→ **Supplied entries**:

□ □ □ □ □ □ □

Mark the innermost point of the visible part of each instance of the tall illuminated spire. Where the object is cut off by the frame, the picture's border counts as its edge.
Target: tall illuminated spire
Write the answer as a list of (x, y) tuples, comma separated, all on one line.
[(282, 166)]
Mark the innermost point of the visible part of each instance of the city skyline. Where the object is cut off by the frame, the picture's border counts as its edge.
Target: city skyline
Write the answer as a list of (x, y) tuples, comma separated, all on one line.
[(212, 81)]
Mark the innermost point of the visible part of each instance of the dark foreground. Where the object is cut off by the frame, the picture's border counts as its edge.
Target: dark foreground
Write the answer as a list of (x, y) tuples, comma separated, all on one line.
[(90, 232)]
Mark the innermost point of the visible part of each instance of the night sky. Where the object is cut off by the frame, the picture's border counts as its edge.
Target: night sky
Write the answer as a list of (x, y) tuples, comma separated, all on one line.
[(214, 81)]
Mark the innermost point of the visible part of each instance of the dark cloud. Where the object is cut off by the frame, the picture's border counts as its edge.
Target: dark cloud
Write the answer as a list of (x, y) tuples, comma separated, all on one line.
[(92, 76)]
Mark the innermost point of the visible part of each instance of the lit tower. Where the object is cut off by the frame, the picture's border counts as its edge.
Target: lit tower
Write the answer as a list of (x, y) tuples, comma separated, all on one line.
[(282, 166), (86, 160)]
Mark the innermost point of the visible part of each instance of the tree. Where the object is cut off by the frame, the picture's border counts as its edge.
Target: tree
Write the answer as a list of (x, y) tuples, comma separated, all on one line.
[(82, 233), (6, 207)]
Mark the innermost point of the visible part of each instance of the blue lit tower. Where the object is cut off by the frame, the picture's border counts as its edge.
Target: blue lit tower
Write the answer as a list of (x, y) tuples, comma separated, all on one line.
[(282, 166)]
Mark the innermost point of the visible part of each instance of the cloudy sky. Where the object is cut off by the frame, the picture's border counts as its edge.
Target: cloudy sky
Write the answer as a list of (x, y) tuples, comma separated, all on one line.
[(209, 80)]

□ □ □ □ □ □ □

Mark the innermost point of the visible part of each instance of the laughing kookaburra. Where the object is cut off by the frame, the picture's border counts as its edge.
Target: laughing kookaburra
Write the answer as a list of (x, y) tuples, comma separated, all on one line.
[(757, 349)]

□ □ □ □ □ □ □

→ **Your task**:
Give back the data in the part that opens with the line containing "of the tall" and closes with the line containing "[(212, 81)]", with "city skyline" renamed to "urban skyline" and nothing else changed.

→ **Complete output**:
Mark the innermost point of the visible part of each instance of the tall illuminated spire. Where the object is cut off by the frame, the picture's border counts as its edge.
Target: tall illuminated spire
Write the answer as a list of (x, y) tuples, comma separated, all on one line.
[(282, 166)]
Mark the innermost point of the visible part of each instance of the urban skyline. Where the object is cut off by the frame, the picture's border counts as its edge.
Target: urban skyline
Write the answer as a list of (x, y) tuples, comma separated, all on one line.
[(212, 81)]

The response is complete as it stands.